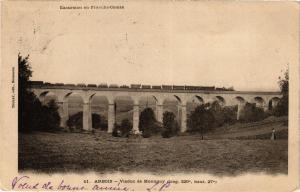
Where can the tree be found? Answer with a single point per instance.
(31, 114)
(282, 107)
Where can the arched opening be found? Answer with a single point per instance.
(99, 110)
(75, 111)
(47, 96)
(273, 103)
(259, 102)
(220, 100)
(123, 109)
(147, 102)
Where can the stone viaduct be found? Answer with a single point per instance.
(224, 97)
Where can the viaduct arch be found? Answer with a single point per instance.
(61, 93)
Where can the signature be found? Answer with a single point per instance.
(24, 183)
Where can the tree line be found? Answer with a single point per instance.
(33, 116)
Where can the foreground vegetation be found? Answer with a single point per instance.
(100, 152)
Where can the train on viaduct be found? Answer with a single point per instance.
(183, 94)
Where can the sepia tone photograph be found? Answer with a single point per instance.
(158, 88)
(162, 106)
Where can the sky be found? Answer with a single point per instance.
(244, 45)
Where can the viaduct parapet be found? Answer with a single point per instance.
(183, 94)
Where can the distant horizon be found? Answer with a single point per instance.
(232, 44)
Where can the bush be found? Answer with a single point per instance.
(201, 120)
(126, 127)
(223, 115)
(251, 113)
(147, 124)
(282, 108)
(170, 126)
(122, 130)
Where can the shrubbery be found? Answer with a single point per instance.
(201, 120)
(222, 115)
(251, 113)
(122, 130)
(147, 124)
(32, 115)
(170, 125)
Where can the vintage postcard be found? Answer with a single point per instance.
(149, 95)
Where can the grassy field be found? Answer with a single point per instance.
(81, 152)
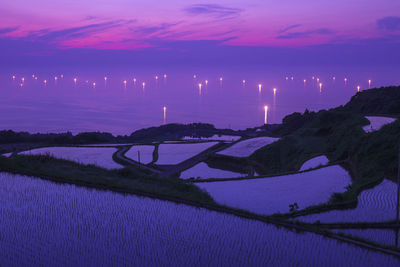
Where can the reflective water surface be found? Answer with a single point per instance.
(81, 99)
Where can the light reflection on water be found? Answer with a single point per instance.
(226, 97)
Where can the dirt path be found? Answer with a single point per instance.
(171, 170)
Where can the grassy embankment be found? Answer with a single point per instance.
(338, 134)
(128, 179)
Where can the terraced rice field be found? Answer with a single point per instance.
(385, 237)
(99, 156)
(247, 147)
(107, 145)
(314, 162)
(176, 153)
(377, 204)
(275, 194)
(48, 224)
(202, 171)
(377, 123)
(146, 153)
(215, 137)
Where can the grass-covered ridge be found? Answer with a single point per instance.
(337, 133)
(129, 179)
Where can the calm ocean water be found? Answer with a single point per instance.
(110, 105)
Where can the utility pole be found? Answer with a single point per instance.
(398, 190)
(398, 201)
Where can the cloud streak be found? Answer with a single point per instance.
(306, 34)
(8, 30)
(212, 10)
(75, 32)
(389, 23)
(289, 28)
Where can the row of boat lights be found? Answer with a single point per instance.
(200, 86)
(195, 76)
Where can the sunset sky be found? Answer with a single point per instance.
(45, 27)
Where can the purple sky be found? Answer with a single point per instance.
(256, 30)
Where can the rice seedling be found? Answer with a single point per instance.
(202, 171)
(386, 237)
(228, 138)
(145, 152)
(99, 156)
(377, 204)
(176, 153)
(376, 123)
(314, 162)
(247, 147)
(44, 223)
(275, 194)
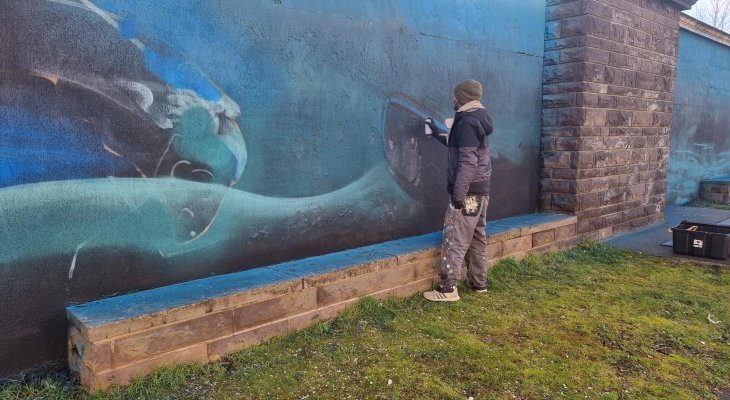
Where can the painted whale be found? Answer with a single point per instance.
(79, 99)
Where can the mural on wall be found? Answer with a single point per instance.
(148, 143)
(700, 139)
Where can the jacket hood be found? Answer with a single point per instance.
(480, 114)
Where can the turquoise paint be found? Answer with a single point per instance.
(169, 82)
(700, 137)
(101, 312)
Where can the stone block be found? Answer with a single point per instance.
(408, 289)
(547, 226)
(301, 321)
(95, 356)
(145, 344)
(565, 232)
(543, 238)
(122, 376)
(127, 314)
(563, 10)
(255, 314)
(564, 202)
(516, 245)
(494, 250)
(364, 284)
(315, 279)
(240, 340)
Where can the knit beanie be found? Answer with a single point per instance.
(467, 91)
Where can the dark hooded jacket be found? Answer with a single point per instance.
(469, 166)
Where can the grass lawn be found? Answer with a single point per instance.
(593, 322)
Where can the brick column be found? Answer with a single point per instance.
(608, 82)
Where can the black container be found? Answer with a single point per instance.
(701, 240)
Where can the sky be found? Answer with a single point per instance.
(705, 3)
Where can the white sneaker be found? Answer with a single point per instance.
(437, 295)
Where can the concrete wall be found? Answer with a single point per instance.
(700, 142)
(147, 143)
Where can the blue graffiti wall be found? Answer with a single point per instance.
(700, 139)
(144, 143)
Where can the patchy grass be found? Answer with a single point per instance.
(708, 204)
(593, 322)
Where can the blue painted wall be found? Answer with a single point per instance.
(144, 143)
(700, 139)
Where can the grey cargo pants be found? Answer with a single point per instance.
(464, 239)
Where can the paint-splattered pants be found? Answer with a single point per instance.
(464, 241)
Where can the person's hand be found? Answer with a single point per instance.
(431, 124)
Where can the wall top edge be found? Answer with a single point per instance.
(684, 4)
(708, 31)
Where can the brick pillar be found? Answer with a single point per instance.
(608, 82)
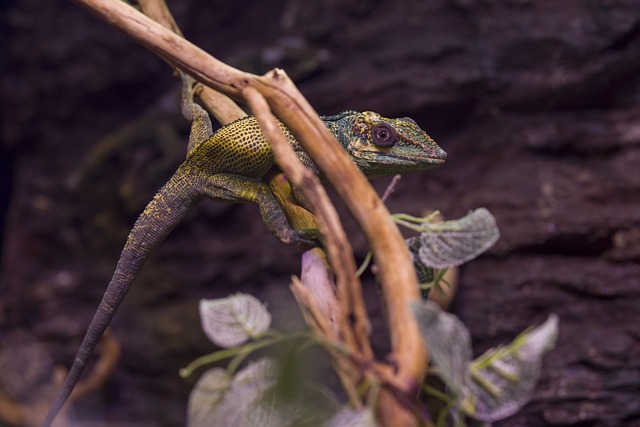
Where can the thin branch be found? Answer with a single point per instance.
(397, 275)
(353, 313)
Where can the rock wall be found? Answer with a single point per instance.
(537, 104)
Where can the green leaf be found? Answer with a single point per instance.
(451, 243)
(245, 400)
(448, 341)
(498, 383)
(231, 321)
(503, 379)
(353, 418)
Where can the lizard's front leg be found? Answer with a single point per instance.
(241, 189)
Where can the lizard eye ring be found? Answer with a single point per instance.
(384, 135)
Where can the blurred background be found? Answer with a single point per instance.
(536, 102)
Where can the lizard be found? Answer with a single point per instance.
(231, 165)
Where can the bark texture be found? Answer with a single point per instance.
(536, 102)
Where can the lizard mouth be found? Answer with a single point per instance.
(403, 160)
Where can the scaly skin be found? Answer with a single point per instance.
(229, 165)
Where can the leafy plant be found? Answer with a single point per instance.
(489, 388)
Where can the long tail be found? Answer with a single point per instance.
(162, 214)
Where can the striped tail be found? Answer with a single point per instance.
(162, 214)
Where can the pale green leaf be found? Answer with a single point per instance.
(245, 400)
(353, 418)
(504, 378)
(448, 341)
(231, 321)
(454, 242)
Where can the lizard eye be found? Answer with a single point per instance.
(384, 135)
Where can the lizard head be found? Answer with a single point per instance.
(382, 146)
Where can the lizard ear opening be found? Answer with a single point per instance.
(384, 135)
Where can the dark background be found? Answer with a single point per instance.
(536, 102)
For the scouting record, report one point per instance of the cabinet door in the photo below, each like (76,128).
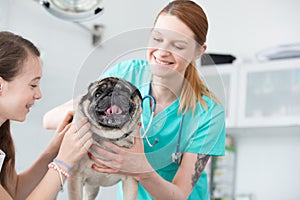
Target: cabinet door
(270,94)
(221,81)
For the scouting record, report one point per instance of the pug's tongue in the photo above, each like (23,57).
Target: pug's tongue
(114,109)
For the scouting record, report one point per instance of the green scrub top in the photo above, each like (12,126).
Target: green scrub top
(202,132)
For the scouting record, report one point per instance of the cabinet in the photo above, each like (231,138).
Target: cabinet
(222,81)
(258,94)
(269,94)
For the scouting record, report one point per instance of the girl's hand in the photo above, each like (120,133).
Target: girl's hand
(120,160)
(59,134)
(76,142)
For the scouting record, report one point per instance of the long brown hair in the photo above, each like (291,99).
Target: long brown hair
(194,17)
(14,50)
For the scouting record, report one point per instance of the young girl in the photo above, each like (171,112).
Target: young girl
(20,74)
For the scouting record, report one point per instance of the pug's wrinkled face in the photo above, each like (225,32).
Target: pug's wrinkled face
(112,104)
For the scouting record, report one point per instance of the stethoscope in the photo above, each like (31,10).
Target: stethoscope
(177,156)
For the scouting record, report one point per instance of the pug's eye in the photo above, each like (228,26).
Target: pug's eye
(97,94)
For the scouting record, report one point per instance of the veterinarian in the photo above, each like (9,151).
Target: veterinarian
(188,126)
(20,74)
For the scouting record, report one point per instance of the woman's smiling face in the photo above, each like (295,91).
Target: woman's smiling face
(171,46)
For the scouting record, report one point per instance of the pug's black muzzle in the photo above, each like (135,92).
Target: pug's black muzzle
(114,108)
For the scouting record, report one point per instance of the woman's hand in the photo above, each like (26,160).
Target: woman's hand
(120,160)
(76,141)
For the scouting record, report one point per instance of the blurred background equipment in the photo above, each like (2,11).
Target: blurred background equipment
(73,10)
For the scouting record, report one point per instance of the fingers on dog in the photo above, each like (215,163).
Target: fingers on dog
(80,126)
(87,140)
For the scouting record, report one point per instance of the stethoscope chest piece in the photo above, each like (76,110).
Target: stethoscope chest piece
(177,157)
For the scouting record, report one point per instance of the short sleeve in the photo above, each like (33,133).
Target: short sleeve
(209,137)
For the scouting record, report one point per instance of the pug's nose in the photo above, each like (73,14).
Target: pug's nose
(114,109)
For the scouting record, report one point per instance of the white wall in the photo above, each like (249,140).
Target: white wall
(238,27)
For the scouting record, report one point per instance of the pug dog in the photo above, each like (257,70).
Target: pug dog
(113,108)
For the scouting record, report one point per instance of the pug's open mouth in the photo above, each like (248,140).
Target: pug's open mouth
(112,102)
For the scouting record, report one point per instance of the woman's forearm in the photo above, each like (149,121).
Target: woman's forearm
(48,188)
(30,178)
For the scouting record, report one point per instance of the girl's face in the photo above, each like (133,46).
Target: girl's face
(18,95)
(171,47)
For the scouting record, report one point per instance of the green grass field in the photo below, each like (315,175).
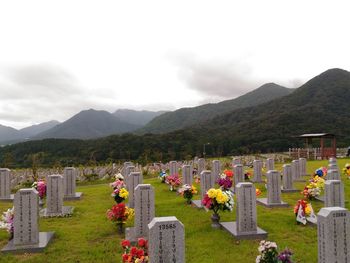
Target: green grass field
(89,237)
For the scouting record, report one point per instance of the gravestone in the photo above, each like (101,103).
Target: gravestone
(27,237)
(134,179)
(287,180)
(144,212)
(334,193)
(54,198)
(173,168)
(69,183)
(187,172)
(257,164)
(302,165)
(216,169)
(166,240)
(270,164)
(333,228)
(207,182)
(5,185)
(246,225)
(201,165)
(273,191)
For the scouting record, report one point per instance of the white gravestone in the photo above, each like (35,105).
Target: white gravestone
(26,224)
(246,225)
(333,232)
(273,191)
(166,240)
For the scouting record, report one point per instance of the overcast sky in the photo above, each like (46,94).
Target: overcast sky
(60,57)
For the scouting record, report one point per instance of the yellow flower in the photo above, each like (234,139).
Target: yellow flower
(212,193)
(123,193)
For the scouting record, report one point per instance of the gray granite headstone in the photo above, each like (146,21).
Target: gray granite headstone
(187,172)
(334,193)
(5,185)
(257,176)
(26,224)
(333,228)
(207,181)
(287,180)
(273,191)
(270,164)
(134,179)
(173,168)
(216,169)
(69,184)
(144,212)
(54,198)
(246,225)
(166,240)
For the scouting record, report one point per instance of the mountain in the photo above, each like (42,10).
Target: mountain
(38,128)
(88,124)
(186,117)
(140,118)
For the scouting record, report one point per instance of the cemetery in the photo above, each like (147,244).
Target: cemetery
(205,210)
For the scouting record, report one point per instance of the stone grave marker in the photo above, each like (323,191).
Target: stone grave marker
(144,212)
(187,174)
(287,180)
(207,182)
(246,225)
(27,238)
(257,164)
(69,183)
(54,198)
(134,179)
(5,185)
(333,234)
(273,191)
(334,194)
(166,240)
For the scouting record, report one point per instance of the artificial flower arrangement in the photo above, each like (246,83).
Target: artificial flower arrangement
(217,199)
(173,181)
(7,221)
(120,213)
(314,188)
(135,254)
(187,191)
(269,253)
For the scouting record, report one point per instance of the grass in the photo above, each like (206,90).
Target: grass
(88,236)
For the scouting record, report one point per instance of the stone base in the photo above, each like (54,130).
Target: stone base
(197,203)
(44,240)
(77,196)
(231,228)
(263,201)
(290,190)
(12,197)
(66,211)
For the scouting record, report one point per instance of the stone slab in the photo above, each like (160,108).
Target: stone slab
(12,197)
(232,229)
(44,240)
(77,196)
(263,201)
(66,212)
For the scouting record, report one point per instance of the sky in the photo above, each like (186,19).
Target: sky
(60,57)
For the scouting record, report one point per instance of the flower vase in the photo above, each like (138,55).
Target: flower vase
(215,219)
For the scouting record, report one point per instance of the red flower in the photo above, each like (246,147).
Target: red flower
(142,242)
(125,243)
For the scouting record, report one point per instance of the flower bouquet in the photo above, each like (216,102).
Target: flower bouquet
(217,199)
(6,221)
(135,254)
(187,191)
(120,214)
(174,181)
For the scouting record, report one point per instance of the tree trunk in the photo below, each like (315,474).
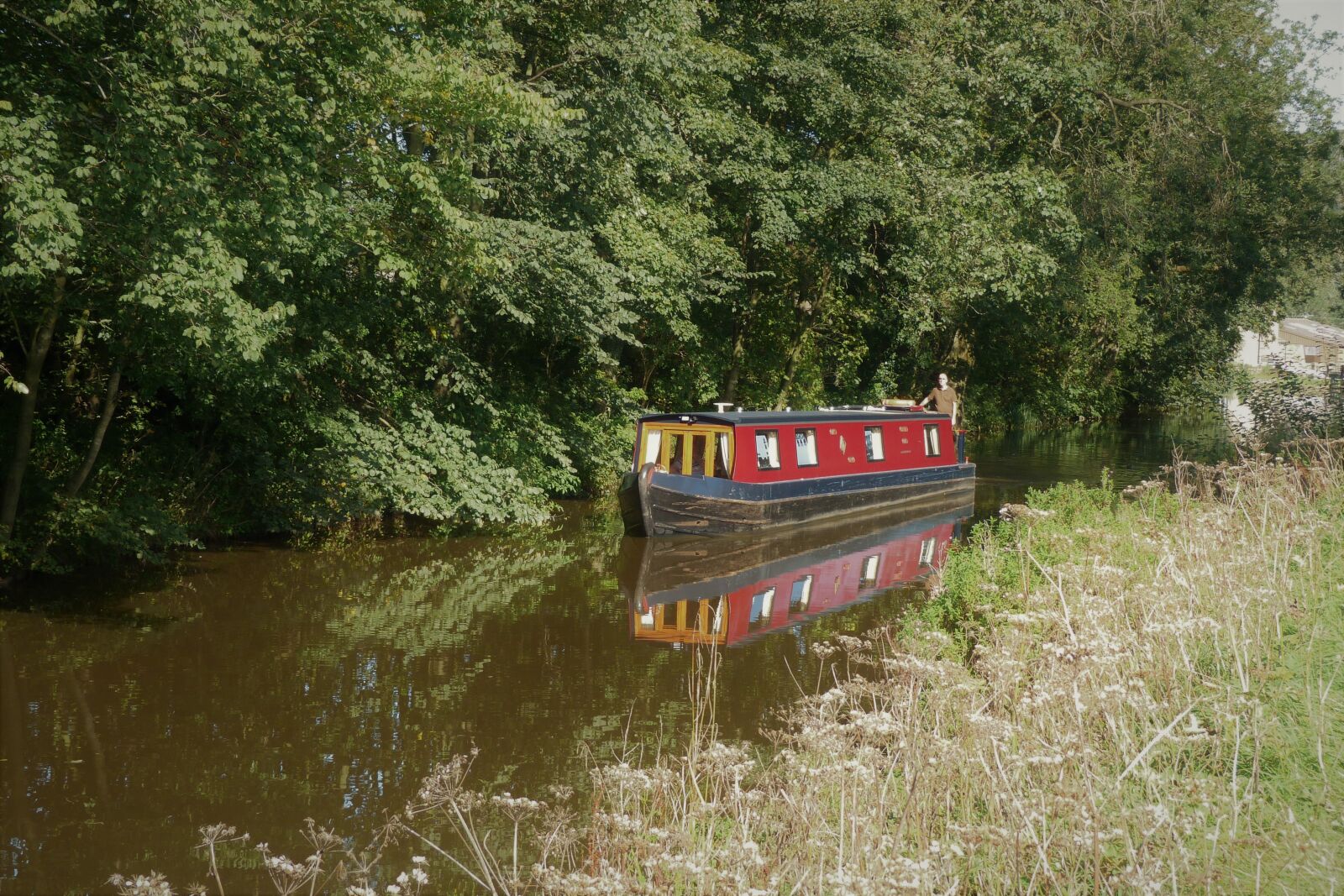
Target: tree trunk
(790,369)
(730,387)
(27,409)
(808,318)
(109,407)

### Task requirements
Repeat the lines from the line containing "each like (42,10)." through the end of the material above exactly, with no pictures and nothing else.

### Solution for this problem
For the scouting record, report one point per instance of the mountain in the photo above, each like (42,10).
Target: mountain
(38,128)
(88,124)
(186,117)
(140,118)
For the scouting record, report one point per instance of the cemetery in the photo above, each like (147,244).
Target: cemetery
(205,210)
For the scouting record, report one point per instance of the stone grave marker in the photo above, each like (323,191).
Target: stone grave marker
(144,212)
(187,174)
(287,180)
(207,182)
(246,225)
(27,238)
(257,164)
(69,183)
(54,198)
(134,179)
(5,185)
(333,234)
(273,191)
(334,194)
(166,240)
For the scouting record, report one point per instance of the artificial flower arrangement in the photo above, each like (246,83).
Target: artificial flower arrangement
(217,199)
(173,181)
(7,221)
(120,213)
(314,188)
(135,254)
(187,191)
(269,253)
For the scouting record, report one point per instance of the grass in the photo above, each like (206,90).
Target: grass
(88,236)
For the scouting record, report one point per instance of the stone base in the photo above, each like (54,130).
Target: stone base
(197,203)
(44,240)
(77,196)
(231,228)
(263,201)
(290,190)
(12,197)
(66,211)
For the scouting record, report one point per instance of the stone slab in the photo above, each like (160,108).
Target: stone slab
(12,197)
(232,229)
(44,240)
(77,196)
(263,201)
(66,212)
For the scouting record, report one point per instance of the sky in the photo above, each like (186,19).
Target: sky
(60,57)
For the scouting record, report one point per instance of the flower vase in the photo above, each like (138,55).
Target: flower vase
(215,219)
For the scouting record, report one point per instance of the red flower in the photo above, each like (246,147).
Target: red flower
(142,242)
(125,243)
For the scouting record, report one point per instance of the flower bouquet in the photo above, each like (216,102).
Target: flower bouquet
(217,199)
(6,221)
(135,254)
(187,191)
(120,214)
(174,181)
For the scouting record, report one point per instance of the tree trunk in the photo below, each like (315,474).
Target: tree trunk
(790,369)
(730,387)
(27,409)
(808,318)
(109,407)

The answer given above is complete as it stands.